→ **GIVEN ENTRIES**
+ + + + +

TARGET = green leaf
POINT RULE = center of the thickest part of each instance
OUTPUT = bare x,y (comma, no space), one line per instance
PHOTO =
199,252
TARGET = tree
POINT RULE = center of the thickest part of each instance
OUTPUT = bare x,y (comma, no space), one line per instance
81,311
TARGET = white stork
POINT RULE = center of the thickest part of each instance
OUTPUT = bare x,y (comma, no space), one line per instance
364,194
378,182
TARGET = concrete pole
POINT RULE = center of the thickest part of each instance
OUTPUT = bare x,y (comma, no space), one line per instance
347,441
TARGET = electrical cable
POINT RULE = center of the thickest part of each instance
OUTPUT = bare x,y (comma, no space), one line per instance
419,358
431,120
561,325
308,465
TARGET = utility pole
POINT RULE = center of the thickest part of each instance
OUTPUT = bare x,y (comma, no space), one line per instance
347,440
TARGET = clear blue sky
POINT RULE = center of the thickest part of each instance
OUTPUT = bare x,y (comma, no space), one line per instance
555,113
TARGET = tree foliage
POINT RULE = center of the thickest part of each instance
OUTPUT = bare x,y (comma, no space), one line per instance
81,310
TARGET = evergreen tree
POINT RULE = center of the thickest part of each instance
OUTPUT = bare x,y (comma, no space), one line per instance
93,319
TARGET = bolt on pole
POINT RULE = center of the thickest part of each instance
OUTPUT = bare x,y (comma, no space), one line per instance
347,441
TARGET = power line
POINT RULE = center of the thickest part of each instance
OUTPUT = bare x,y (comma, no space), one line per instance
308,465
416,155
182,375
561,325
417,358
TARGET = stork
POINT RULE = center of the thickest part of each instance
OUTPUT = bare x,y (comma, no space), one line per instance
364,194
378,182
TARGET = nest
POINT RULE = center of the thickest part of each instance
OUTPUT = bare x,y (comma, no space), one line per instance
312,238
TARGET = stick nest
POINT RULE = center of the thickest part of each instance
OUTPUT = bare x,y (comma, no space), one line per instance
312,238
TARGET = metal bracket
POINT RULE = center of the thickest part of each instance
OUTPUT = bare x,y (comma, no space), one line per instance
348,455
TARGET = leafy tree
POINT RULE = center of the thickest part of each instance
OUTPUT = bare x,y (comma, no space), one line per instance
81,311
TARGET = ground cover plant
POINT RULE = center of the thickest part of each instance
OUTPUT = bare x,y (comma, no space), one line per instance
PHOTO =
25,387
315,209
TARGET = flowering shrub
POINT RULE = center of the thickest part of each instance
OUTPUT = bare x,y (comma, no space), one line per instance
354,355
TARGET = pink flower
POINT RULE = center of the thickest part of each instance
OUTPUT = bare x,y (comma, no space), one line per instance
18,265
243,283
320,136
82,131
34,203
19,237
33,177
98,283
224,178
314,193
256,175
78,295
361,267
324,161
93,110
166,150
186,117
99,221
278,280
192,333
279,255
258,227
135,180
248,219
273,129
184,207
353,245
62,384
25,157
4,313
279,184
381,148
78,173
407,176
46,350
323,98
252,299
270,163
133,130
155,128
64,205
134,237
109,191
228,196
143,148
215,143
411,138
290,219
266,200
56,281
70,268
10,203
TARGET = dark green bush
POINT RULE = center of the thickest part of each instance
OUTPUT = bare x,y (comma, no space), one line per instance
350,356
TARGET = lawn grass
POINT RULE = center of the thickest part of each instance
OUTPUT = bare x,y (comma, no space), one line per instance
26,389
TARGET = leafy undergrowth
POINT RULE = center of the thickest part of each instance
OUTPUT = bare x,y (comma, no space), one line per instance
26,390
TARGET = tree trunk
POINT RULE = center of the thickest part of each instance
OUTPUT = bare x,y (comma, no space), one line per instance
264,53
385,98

+ + + + +

→ **YOUR OBJECTIVE**
Reproduce verbatim the lines above, from the line with "TARGET = power line" through the line with "TARGET = leafy tree".

→ **EXERCISE OUTPUT**
TARGET = power line
POINT RULE = center of the thickest part of each instance
OUTPUT = bare x,y (comma, no space), one line per instance
308,465
416,155
182,375
561,325
417,358
TARGET = stork
POINT RULE = center of the thickest part of each instance
OUTPUT = bare x,y (comma, no space), one line per instance
364,194
378,182
TARGET = nest
POINT RULE = center of the thickest part of each instance
OUTPUT = bare x,y (comma, no space), one line per instance
312,238
TARGET = stick nest
POINT RULE = center of the thickest part of each instance
OUTPUT = bare x,y (comma, no space), one line per instance
312,238
TARGET = metal bracket
POINT RULE = center of the thickest part of each instance
OUTPUT = bare x,y (comma, no space), one line per instance
348,455
TARGET = leafy tree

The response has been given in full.